Exercise aim
Your answer must be the lines of the entries below, exactly as written, from the first line through the line containing "109L372 108L393 135L409".

══ Records to use ══

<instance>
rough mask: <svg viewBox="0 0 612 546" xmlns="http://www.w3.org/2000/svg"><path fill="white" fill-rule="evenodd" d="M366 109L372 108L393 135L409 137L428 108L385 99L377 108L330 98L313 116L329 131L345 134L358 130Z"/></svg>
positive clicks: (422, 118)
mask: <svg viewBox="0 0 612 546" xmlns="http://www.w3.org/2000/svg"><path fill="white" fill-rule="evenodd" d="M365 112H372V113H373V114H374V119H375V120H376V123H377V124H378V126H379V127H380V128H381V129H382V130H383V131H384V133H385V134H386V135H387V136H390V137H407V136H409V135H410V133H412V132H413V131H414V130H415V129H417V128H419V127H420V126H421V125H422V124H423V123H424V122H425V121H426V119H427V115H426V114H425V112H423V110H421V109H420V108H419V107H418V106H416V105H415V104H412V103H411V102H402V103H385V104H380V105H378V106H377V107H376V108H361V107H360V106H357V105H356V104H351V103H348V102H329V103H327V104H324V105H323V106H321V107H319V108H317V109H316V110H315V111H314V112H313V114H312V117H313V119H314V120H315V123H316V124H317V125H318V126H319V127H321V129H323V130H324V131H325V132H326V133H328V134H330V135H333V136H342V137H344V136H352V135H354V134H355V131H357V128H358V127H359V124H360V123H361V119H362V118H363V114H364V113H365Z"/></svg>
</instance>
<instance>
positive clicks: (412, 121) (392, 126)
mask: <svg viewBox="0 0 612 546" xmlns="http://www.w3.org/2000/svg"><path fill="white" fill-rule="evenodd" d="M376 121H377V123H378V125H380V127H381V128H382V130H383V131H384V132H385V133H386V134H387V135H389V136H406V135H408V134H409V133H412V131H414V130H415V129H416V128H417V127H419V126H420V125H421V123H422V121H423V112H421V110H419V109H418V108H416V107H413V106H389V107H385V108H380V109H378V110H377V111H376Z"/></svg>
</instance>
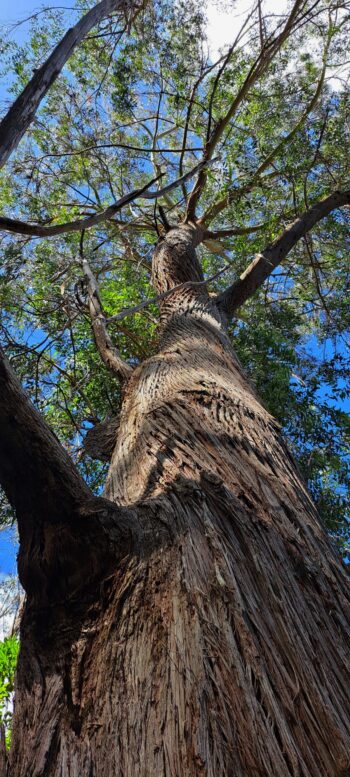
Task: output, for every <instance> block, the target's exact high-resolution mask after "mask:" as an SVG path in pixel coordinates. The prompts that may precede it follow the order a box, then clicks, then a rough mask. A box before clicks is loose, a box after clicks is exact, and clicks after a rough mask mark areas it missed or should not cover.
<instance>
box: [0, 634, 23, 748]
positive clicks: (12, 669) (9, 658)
mask: <svg viewBox="0 0 350 777" xmlns="http://www.w3.org/2000/svg"><path fill="white" fill-rule="evenodd" d="M18 651H19V642H18V639H17V637H6V638H5V639H4V640H3V641H2V642H0V724H1V725H3V726H4V727H5V737H6V746H7V747H9V746H10V742H11V722H12V710H11V708H10V707H9V702H10V701H11V698H12V694H13V690H14V677H15V671H16V665H17V658H18Z"/></svg>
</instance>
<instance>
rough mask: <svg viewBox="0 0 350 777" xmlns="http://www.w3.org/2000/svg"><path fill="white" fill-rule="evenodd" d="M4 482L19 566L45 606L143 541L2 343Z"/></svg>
mask: <svg viewBox="0 0 350 777" xmlns="http://www.w3.org/2000/svg"><path fill="white" fill-rule="evenodd" d="M0 429H1V434H0V483H1V485H2V487H3V489H4V491H5V493H6V495H7V497H8V499H9V501H10V502H11V504H12V506H13V507H14V508H15V510H16V516H17V522H18V530H19V538H20V551H19V557H18V571H19V576H20V580H21V583H22V585H23V586H24V588H25V589H26V591H27V593H28V594H29V600H30V601H31V602H32V603H33V602H36V603H38V602H39V603H40V606H43V605H44V604H45V606H48V605H50V604H51V606H52V605H53V603H54V602H56V601H59V600H61V599H62V598H63V599H65V598H66V597H67V596H69V597H77V596H80V595H84V592H85V591H86V590H87V589H88V588H89V586H91V585H94V583H95V582H96V579H97V578H98V579H100V577H101V566H103V568H104V569H105V570H106V569H110V568H111V567H112V568H113V566H115V564H116V563H117V561H118V558H120V557H123V556H124V555H125V553H127V552H128V551H129V550H130V547H131V545H132V543H133V542H136V543H137V535H138V532H137V525H135V521H134V516H133V514H132V513H131V512H130V511H128V510H120V509H117V507H116V505H114V504H111V503H110V502H107V500H105V499H102V498H97V497H94V496H93V494H91V492H90V490H89V489H88V487H87V486H86V484H85V483H84V481H83V480H82V478H81V477H80V475H79V473H78V471H77V470H76V468H75V466H74V464H73V462H72V460H71V459H70V457H69V456H68V454H67V452H66V451H65V450H64V448H63V447H62V446H61V444H60V443H59V441H58V440H57V438H56V437H55V435H54V434H53V433H52V432H51V430H50V429H49V428H48V427H47V426H46V424H45V422H44V421H43V419H42V418H41V416H40V414H39V413H38V412H37V410H36V409H35V408H34V407H33V405H32V404H31V402H30V401H29V400H28V398H27V397H26V395H25V393H24V391H23V389H22V387H21V386H20V384H19V382H18V380H17V378H16V377H15V375H14V374H13V371H12V369H11V366H10V364H9V362H8V361H7V360H6V358H5V357H4V355H3V353H2V352H1V350H0Z"/></svg>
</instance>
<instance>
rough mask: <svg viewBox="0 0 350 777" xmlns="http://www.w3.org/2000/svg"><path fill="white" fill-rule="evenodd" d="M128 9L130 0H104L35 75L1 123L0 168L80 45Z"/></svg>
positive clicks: (51, 54)
mask: <svg viewBox="0 0 350 777" xmlns="http://www.w3.org/2000/svg"><path fill="white" fill-rule="evenodd" d="M127 7H128V4H127V0H102V1H101V2H100V3H98V4H97V5H95V6H94V8H91V10H90V11H88V13H86V14H85V15H84V16H83V17H82V18H81V19H80V20H79V22H78V23H77V24H76V25H75V26H74V27H72V28H71V29H70V30H68V31H67V32H66V34H65V35H64V37H63V38H62V39H61V40H60V42H59V43H58V44H57V46H56V47H55V48H54V50H53V51H52V52H51V54H50V56H49V57H48V59H47V60H46V62H44V64H43V65H41V67H40V68H38V70H37V71H36V72H35V73H34V75H33V78H31V80H30V81H29V83H28V84H27V86H26V87H25V88H24V90H23V92H22V93H21V94H20V95H19V96H18V97H17V99H16V100H15V102H14V103H13V104H12V105H11V108H10V109H9V110H8V112H7V114H6V116H5V117H4V118H3V120H2V122H1V123H0V167H2V166H3V165H4V164H5V162H6V161H7V159H8V158H9V156H10V154H11V153H12V151H13V150H14V149H15V148H16V146H18V143H19V142H20V140H21V138H22V137H23V135H24V133H25V132H26V130H27V129H28V127H29V125H30V124H31V122H32V121H33V118H34V116H35V113H36V111H37V109H38V107H39V105H40V103H41V101H42V99H43V98H44V97H45V95H46V94H47V92H48V90H49V89H50V86H51V85H52V84H53V83H54V82H55V81H56V79H57V77H58V76H59V74H60V72H61V70H62V68H63V67H64V65H65V63H66V62H67V60H68V59H69V57H70V56H71V55H72V53H73V51H74V49H75V48H76V46H78V44H79V43H80V42H81V41H82V40H83V38H84V37H85V36H86V35H87V34H88V33H89V32H90V30H91V29H92V28H93V27H95V26H96V24H98V23H99V22H100V21H102V20H103V19H105V18H106V16H109V15H110V14H111V13H114V12H116V11H122V10H124V9H127Z"/></svg>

═══

Finished exercise
<instance>
rough mask: <svg viewBox="0 0 612 546" xmlns="http://www.w3.org/2000/svg"><path fill="white" fill-rule="evenodd" d="M366 109L372 108L393 135L409 137L428 108L385 99L377 108L330 98L313 116L329 131L345 134L358 130Z"/></svg>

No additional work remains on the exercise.